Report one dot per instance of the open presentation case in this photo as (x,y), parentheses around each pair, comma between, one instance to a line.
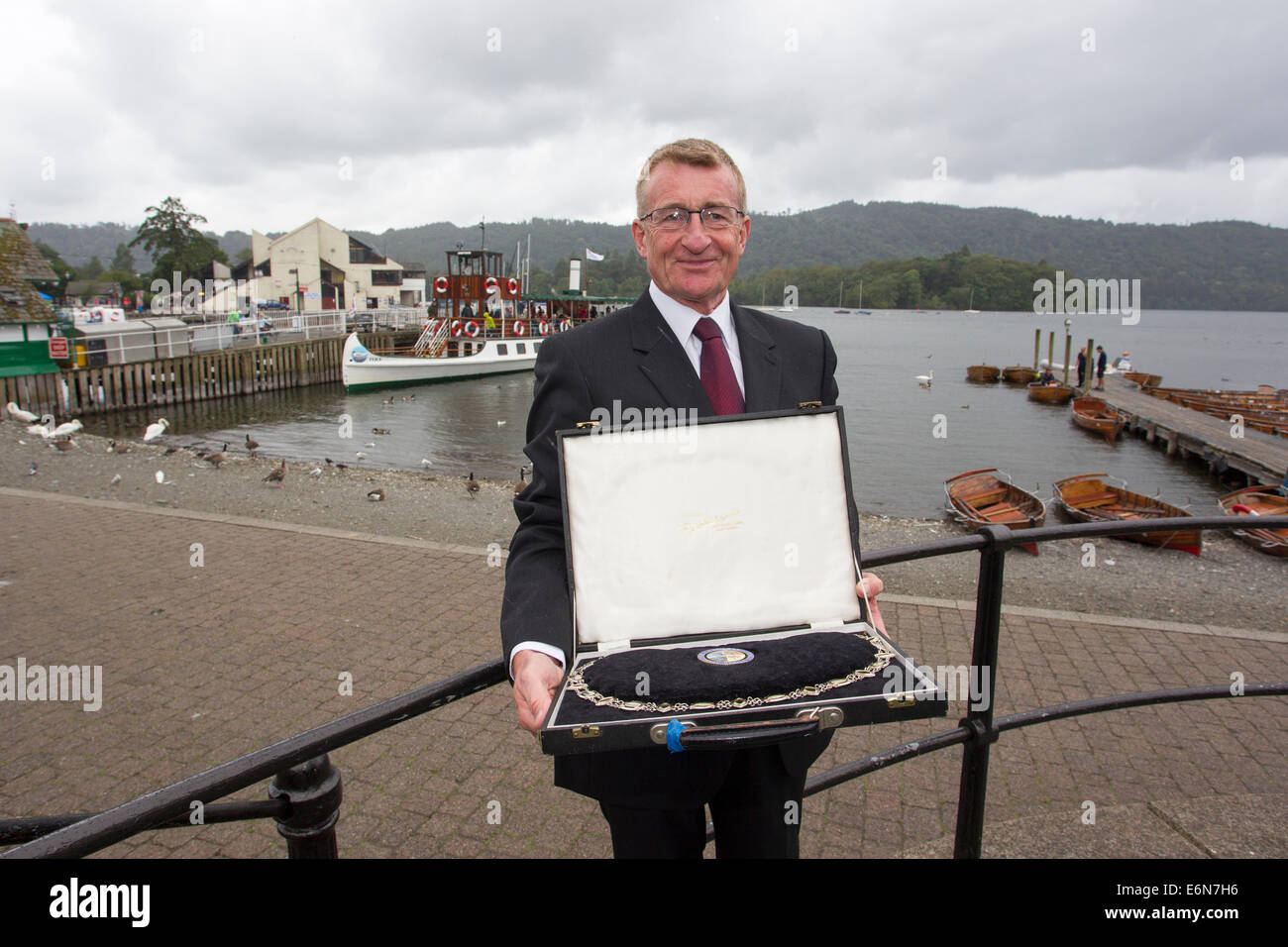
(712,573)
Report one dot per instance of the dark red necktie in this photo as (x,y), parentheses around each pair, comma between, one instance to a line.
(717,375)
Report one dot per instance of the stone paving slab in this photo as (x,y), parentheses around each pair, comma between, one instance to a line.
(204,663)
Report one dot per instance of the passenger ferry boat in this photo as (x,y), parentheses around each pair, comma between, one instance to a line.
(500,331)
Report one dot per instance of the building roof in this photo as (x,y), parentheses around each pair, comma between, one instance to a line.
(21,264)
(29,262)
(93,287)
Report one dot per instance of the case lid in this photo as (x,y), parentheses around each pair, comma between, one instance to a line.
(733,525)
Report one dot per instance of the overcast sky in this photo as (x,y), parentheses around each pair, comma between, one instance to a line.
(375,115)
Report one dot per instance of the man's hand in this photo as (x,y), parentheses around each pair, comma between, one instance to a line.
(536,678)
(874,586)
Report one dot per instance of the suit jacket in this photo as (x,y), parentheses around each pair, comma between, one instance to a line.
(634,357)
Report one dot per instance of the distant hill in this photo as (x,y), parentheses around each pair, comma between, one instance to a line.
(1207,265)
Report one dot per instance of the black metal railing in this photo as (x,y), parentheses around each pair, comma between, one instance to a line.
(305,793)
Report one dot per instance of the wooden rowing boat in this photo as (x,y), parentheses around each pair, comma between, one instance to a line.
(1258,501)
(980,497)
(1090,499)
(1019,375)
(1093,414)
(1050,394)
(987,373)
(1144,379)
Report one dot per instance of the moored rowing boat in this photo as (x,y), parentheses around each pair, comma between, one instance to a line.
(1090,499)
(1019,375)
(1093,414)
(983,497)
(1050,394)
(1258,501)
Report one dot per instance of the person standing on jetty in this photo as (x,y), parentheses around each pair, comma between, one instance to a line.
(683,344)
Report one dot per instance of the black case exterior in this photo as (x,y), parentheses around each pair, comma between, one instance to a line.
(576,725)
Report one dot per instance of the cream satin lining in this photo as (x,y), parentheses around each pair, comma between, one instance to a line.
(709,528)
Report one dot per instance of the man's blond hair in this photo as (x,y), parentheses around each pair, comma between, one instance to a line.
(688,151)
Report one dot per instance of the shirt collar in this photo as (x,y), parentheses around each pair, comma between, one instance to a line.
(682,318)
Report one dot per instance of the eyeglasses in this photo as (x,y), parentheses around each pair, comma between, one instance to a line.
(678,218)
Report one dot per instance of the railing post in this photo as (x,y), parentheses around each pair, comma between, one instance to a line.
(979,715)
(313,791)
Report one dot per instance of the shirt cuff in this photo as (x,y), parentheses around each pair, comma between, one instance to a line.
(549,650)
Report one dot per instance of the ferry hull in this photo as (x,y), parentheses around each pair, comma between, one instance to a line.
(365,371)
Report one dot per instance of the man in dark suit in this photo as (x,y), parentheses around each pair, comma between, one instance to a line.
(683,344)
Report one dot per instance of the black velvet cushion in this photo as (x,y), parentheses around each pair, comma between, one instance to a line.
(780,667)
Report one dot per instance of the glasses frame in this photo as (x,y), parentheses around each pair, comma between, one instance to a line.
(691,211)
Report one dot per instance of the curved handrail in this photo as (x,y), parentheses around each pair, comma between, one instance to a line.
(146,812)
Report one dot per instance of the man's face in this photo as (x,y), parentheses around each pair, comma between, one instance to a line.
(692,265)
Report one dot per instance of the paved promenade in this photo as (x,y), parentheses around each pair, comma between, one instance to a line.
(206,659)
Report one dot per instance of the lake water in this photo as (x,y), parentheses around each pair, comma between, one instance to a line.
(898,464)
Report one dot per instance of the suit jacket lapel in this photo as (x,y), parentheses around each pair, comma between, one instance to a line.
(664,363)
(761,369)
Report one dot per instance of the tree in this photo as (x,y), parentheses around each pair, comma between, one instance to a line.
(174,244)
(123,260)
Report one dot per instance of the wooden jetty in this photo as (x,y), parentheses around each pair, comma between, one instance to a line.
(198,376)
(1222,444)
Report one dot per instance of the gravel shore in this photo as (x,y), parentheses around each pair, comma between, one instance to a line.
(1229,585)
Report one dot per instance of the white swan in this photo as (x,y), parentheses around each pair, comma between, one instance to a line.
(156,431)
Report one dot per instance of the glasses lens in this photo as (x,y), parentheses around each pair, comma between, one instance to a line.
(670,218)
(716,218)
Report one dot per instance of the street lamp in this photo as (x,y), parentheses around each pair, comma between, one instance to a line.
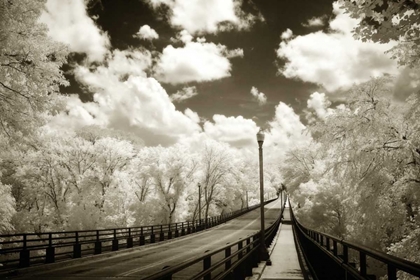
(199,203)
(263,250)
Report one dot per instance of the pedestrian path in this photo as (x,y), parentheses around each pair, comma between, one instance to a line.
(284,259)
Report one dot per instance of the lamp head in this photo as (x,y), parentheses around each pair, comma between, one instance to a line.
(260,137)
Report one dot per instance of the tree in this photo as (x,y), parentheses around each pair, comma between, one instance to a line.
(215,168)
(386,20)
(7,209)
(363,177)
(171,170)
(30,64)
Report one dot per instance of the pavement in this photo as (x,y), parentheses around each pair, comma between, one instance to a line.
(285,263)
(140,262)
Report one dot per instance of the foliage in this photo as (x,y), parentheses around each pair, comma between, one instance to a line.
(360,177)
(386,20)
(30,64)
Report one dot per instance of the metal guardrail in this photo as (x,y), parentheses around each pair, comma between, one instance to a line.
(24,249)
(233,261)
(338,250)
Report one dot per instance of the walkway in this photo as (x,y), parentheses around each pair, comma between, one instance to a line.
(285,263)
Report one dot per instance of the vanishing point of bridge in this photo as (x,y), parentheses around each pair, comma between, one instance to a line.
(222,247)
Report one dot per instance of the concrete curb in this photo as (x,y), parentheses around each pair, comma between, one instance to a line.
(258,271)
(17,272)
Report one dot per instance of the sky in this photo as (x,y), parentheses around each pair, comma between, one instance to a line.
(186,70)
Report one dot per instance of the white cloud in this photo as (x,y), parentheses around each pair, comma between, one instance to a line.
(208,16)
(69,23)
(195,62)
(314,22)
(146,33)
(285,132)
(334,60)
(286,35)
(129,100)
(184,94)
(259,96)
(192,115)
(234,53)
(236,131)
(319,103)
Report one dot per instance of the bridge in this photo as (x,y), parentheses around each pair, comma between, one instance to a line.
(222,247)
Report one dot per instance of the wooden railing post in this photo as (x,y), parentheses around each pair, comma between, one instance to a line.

* **Task directions**
Reproduce the entries from the line containing "Report one dot per instance of the pedestrian" through the end of the entries, inclusive, changing "walkway" to "footbridge deck" and leaving everything else unchanged.

* **Reply to the exercise**
Report one dot per instance of the pedestrian path in this photo as (x,y), parentheses around each pair, comma between, one instance to a line.
(284,259)
Report one dot per instance of the lamp head in this photo as (x,y), parentheses around each pair, comma between, one instance to a line.
(260,137)
Report one dot per instance of the tree in this photo as (x,y), parentheses around each pair, comma between, one instance to a line.
(215,168)
(386,20)
(7,209)
(363,177)
(171,170)
(30,64)
Report one dot per instance of the pavement in this photo as (x,y), parentheses around each pair, comma between, one instance to a line.
(285,263)
(140,262)
Report one dot per instance of the foliage in this photo as (x,y), parentheses around each pair, comma between, one instance to a line.
(360,177)
(386,20)
(30,64)
Report one dot per instance of the metal guardrail in this photo as (x,y), parentheses around each pair, comma between, one instance to a line.
(24,249)
(233,261)
(338,250)
Report one dot per instance of the footbridge deck in this photo as (x,y), parentheses around each pair, comma between, one instance to a line.
(285,263)
Report one dot per instance of the vanishing point of bridge in this photo as (x,y), parentheses around each pair, comma between, one instance to a line.
(222,247)
Report one dot per instance of the concrete curb in this photo as (x,y), parentheses around each pair, comma between, one instance to a line.
(258,271)
(17,272)
Report one dot per instance of the sky in this photo as (x,y), parentheses around each pair, comma between, one instance to a line.
(186,70)
Report one dot per instance of the white cloud in this photo as (x,y), parentheses around each pair, comma between, one instance to a line.
(208,16)
(69,23)
(195,62)
(314,22)
(146,33)
(285,132)
(334,60)
(286,35)
(129,100)
(184,94)
(259,96)
(192,115)
(234,53)
(236,131)
(319,103)
Report one dot per instance of the bridge in this photo as (x,y), parentheses around each pair, comma between, one instance to a line.
(222,247)
Report one dot per instance of the wooden railing post in this photo as (x,y), parentheses around each pair, comma between, one instance to a line.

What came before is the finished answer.